Stated problem – Pick out each line in the entries below that contains the string "walnut", where case counts, and copy those lines.

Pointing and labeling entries
━━━━━━━━

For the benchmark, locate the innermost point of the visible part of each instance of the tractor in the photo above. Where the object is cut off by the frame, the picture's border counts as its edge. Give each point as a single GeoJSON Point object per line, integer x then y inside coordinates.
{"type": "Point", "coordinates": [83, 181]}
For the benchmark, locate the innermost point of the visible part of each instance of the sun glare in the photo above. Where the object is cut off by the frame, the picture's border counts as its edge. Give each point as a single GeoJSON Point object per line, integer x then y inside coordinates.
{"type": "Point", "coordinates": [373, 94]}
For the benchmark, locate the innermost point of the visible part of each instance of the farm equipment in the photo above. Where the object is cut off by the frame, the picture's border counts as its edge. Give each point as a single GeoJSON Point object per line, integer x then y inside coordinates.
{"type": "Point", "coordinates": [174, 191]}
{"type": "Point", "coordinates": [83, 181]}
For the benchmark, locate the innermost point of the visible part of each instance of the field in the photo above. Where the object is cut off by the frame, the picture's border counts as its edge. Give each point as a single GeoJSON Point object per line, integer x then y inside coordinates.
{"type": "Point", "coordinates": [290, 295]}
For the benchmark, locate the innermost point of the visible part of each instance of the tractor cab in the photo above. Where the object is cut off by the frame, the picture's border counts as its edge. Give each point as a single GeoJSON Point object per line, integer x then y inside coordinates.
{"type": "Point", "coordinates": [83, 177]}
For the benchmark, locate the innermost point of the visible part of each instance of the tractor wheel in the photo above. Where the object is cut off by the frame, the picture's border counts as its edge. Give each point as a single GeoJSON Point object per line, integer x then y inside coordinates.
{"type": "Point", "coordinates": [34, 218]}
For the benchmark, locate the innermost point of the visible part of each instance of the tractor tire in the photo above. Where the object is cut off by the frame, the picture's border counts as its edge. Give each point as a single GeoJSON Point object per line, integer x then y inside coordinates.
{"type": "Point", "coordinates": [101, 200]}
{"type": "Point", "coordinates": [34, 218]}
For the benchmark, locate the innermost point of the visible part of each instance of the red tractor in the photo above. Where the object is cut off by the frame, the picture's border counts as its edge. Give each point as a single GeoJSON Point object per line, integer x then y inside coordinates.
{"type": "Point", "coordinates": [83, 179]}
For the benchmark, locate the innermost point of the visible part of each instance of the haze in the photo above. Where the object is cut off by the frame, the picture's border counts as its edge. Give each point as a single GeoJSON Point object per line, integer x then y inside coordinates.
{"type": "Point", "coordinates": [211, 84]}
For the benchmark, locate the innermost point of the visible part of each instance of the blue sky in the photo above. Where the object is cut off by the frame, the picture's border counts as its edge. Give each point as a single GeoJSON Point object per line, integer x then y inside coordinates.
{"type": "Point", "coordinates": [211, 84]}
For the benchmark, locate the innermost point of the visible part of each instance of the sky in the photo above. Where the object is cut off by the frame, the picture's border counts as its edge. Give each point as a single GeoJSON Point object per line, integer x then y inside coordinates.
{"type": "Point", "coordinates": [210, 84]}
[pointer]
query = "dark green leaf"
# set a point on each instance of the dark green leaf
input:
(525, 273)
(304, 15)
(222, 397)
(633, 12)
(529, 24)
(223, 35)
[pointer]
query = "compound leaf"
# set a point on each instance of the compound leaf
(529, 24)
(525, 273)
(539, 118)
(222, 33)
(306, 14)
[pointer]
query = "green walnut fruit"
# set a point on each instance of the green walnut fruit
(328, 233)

━━━━━━━━

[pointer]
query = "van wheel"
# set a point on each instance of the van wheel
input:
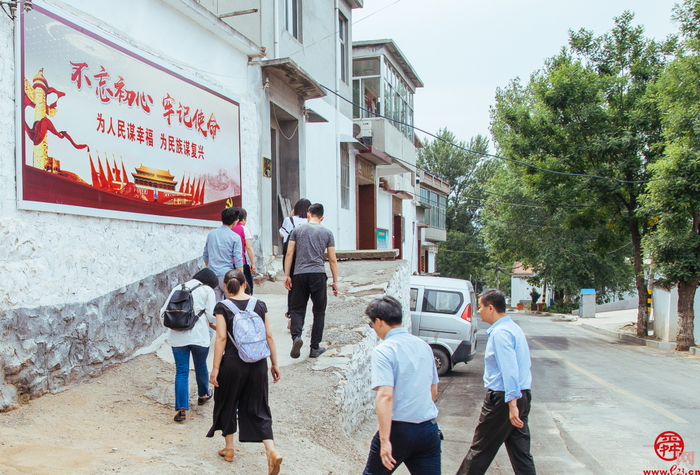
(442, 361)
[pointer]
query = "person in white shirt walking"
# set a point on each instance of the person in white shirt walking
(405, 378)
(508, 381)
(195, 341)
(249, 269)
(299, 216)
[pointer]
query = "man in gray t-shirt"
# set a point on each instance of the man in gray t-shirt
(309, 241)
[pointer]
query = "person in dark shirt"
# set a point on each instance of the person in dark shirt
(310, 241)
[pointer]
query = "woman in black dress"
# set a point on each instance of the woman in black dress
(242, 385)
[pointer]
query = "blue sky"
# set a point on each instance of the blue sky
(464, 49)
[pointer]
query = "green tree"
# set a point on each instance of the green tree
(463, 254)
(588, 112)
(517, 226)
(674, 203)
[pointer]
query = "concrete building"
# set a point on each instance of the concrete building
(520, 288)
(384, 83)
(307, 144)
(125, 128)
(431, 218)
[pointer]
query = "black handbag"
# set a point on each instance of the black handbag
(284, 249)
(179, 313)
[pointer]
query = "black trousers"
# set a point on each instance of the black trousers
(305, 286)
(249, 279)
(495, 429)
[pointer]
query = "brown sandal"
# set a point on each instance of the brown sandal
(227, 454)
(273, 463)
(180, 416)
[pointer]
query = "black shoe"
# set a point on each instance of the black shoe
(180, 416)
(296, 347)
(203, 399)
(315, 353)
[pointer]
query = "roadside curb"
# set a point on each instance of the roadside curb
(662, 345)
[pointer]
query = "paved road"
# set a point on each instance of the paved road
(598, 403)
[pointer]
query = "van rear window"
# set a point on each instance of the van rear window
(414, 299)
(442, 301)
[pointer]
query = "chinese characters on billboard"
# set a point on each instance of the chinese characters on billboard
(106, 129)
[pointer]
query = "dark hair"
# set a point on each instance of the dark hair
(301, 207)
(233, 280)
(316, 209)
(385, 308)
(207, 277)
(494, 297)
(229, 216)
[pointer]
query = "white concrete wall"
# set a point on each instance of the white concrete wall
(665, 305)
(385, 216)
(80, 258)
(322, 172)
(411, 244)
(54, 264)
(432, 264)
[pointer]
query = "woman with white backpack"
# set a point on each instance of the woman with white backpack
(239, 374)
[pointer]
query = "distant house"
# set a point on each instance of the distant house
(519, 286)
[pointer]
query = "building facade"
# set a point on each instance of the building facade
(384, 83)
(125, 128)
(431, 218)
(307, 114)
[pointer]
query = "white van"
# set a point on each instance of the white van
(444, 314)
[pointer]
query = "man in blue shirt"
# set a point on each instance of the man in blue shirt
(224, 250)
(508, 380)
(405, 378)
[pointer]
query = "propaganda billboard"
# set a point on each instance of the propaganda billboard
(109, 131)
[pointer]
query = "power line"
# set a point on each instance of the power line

━━━━━━━━

Task solution –
query = "green walnut fruit"
# set a point on each instance of the green walnut fruit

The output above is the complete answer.